Input records:

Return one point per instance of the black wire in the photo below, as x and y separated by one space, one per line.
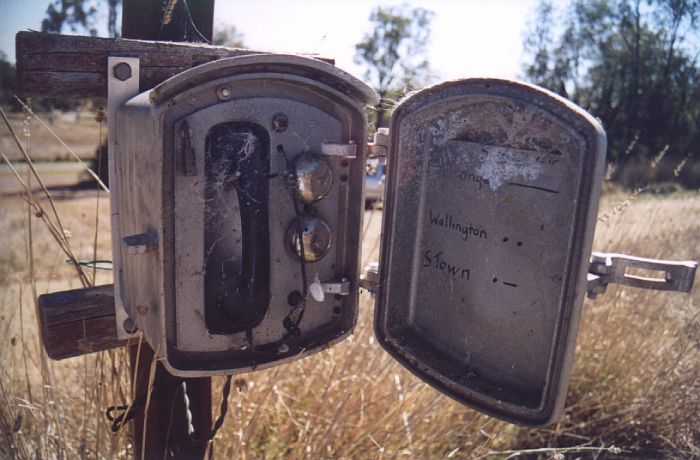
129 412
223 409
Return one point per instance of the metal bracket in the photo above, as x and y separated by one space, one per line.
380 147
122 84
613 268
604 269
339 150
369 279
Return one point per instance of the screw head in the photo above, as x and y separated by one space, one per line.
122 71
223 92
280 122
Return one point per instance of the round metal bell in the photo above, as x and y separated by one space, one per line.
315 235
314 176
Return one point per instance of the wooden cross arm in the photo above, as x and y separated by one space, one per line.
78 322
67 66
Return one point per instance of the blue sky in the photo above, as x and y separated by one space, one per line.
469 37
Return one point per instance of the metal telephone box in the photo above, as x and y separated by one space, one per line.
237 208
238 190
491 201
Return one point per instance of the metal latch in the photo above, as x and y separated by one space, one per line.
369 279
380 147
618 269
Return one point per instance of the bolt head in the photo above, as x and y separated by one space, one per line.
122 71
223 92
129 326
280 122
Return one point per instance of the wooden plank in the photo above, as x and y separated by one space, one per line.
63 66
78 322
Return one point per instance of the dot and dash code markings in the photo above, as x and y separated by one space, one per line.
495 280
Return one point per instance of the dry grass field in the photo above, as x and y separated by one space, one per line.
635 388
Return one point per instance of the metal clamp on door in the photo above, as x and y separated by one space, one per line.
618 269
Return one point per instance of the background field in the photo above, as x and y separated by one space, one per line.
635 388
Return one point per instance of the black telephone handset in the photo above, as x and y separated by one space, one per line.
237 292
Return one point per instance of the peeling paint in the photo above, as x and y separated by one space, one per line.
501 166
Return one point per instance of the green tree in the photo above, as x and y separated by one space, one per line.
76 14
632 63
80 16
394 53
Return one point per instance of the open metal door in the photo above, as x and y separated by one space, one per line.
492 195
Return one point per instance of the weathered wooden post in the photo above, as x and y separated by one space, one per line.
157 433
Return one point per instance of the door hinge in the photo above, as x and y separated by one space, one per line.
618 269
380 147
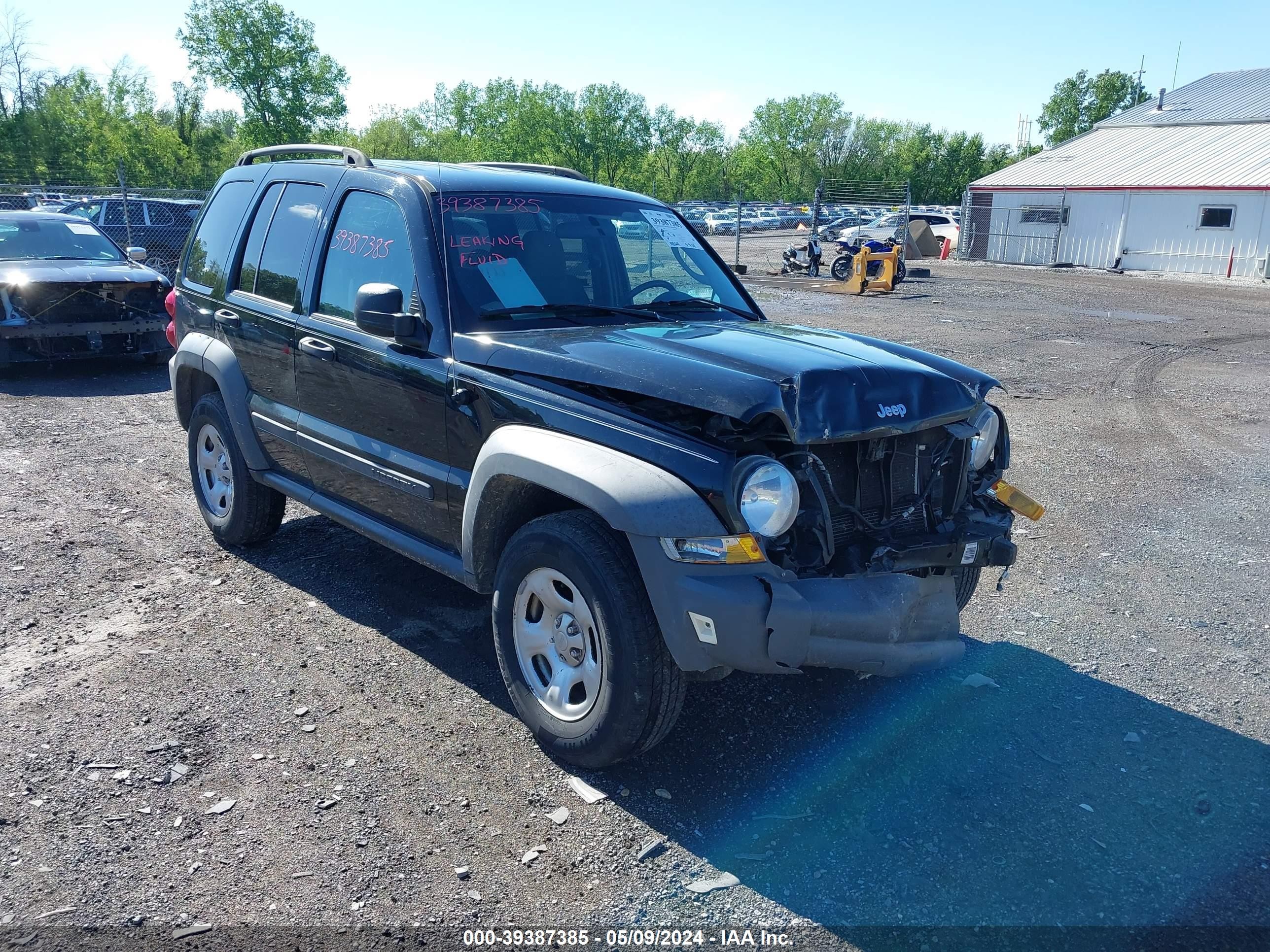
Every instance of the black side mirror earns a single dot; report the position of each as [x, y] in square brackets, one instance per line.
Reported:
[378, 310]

Short task: Copy the material exactly, from the line containing "Return one point per instance of the peeling" through the end of the material, both ends included. Leave the pictures out of your copy.

Output for this exercise:
Return one point per instance of the peeling paint in the photo above, as x and y separated by one space, one per line.
501 166
Return one point per instance of the green tree in the photo above, as x and y separated by one space, one per line.
76 14
632 63
80 16
394 53
Return one point per instance of the open metal door in the photo above, as x and y separated by one space, one per line.
492 195
Return one point per instance of the weathered wooden post in the photo above, as x and y separated by one space, one per line.
157 433
Return one point per instance of the door hinge in the photo above, as x and y separated by one space, one per line.
618 269
380 147
Every instance of the black side mirror earns a single dot; report the position of each as [x, y] in square brackets, one instance per line.
Reported:
[378, 310]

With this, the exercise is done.